▶ [Ausgewählter Textauszug]
Vor allem aber werden im Zuge der globalen Ausbreitung der Epidemie auch außerhalb Chinas zunehmend vorbeugende Maßnahmen ergriffen, welche die wirtschaftliche Aktivität bremsen. Durch das veränderte Verhalten der Konsumenten dürften (auch in anderen Ländern) insbesondere der Dienstleistungssektor eingebremst werden; nicht zuletzt in den Ländern, die stark vom Tourismus abhängen. Zudem dürfte die Unsicherheit über Ausmaß und Dauer der Krise zu einer zeitweisen Investitionszurückhaltung führen.

Gemäß Modellsimulationen verändert sich die Zuwachsrate der Weltproduktion nur unwesentlich, wenn sich die verminderte wirtschaftliche Aktivität durch Maßnahmen zur Seuchenbekämpfung auf wenige andere Länder wie Korea oder Italien beschränkt. Erheblich sind zusätzliche Belastungen aber dann, wenn solche Maßnahmen verbreitet angewendet werden müssen oder der Einbruch der Produktion in China wesentlich stärker ausfällt, als in dem oben skizzierten Szenario unterstellt.

▶ [Gegebene Datensätze]
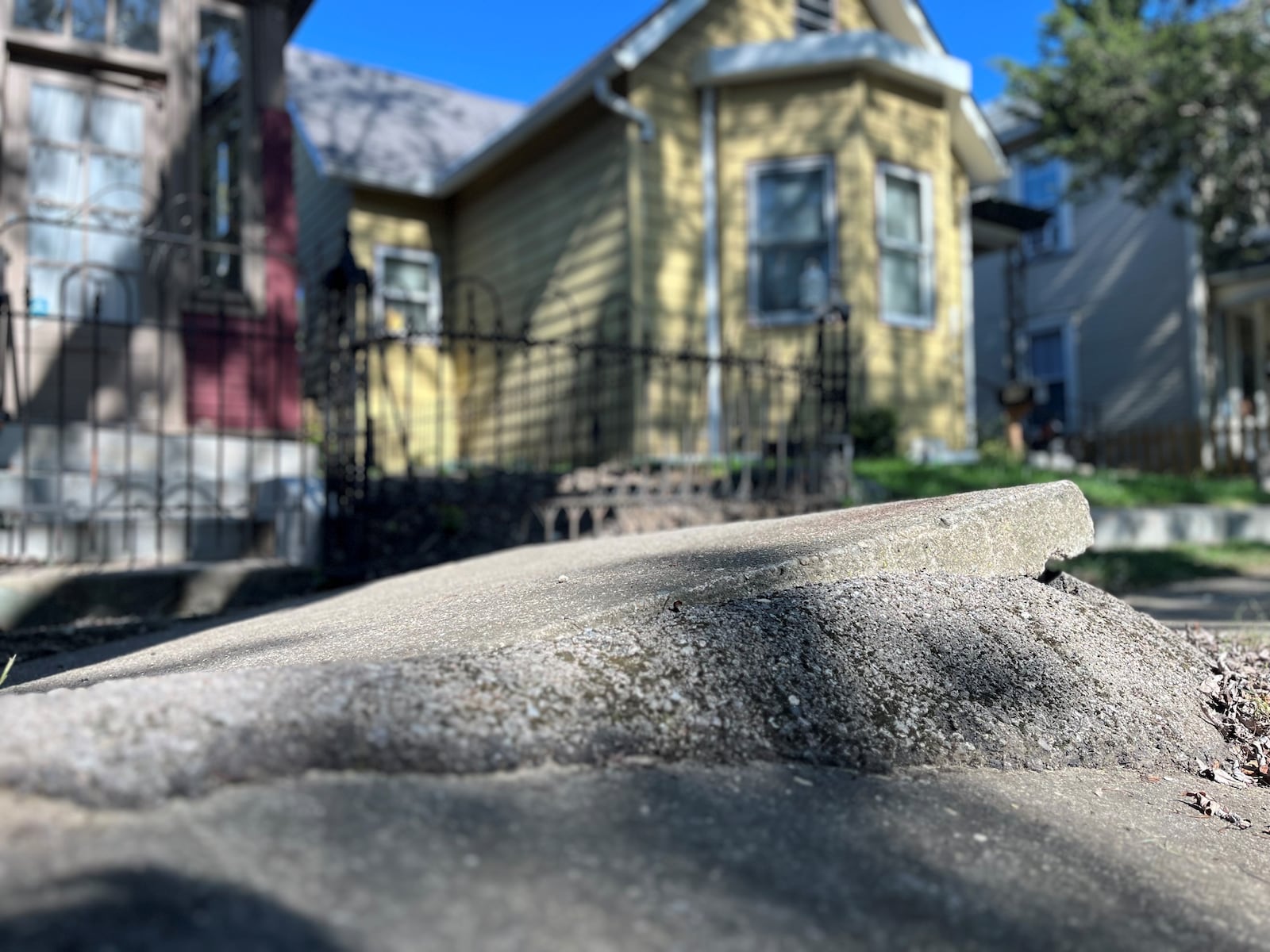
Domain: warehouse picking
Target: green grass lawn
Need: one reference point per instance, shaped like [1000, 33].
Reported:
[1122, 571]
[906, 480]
...
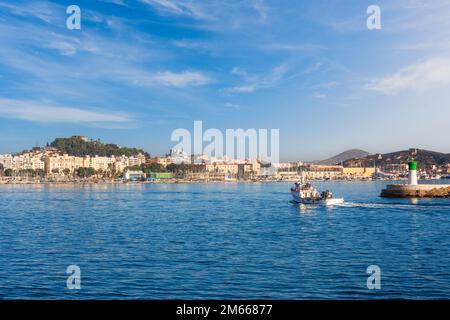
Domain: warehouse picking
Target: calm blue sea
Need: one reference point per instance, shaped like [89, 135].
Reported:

▶ [Arbeitsauftrag 1] Schreiben Sie aus dem Textauszug zur Epidemie alles von „Gemäß Modellsimulationen verändert“ bis hinunter zu „skizzierten Szenario unterstellt.“ wörtlich ab.
▶ [Arbeitsauftrag 2] Welche beiden Länder nennt der Textauszug zur Epidemie als Beispiele, auf die sich die verminderte wirtschaftliche Aktivität beschränken könnte?

▶ [Lösung 1]
Gemäß Modellsimulationen verändert sich die Zuwachsrate der Weltproduktion nur unwesentlich, wenn sich die verminderte wirtschaftliche Aktivität durch Maßnahmen zur Seuchenbekämpfung auf wenige andere Länder wie Korea oder Italien beschränkt. Erheblich sind zusätzliche Belastungen aber dann, wenn solche Maßnahmen verbreitet angewendet werden müssen oder der Einbruch der Produktion in China wesentlich stärker ausfällt, als in dem oben skizzierten Szenario unterstellt.

▶ [Lösung 2] Korea und Italien.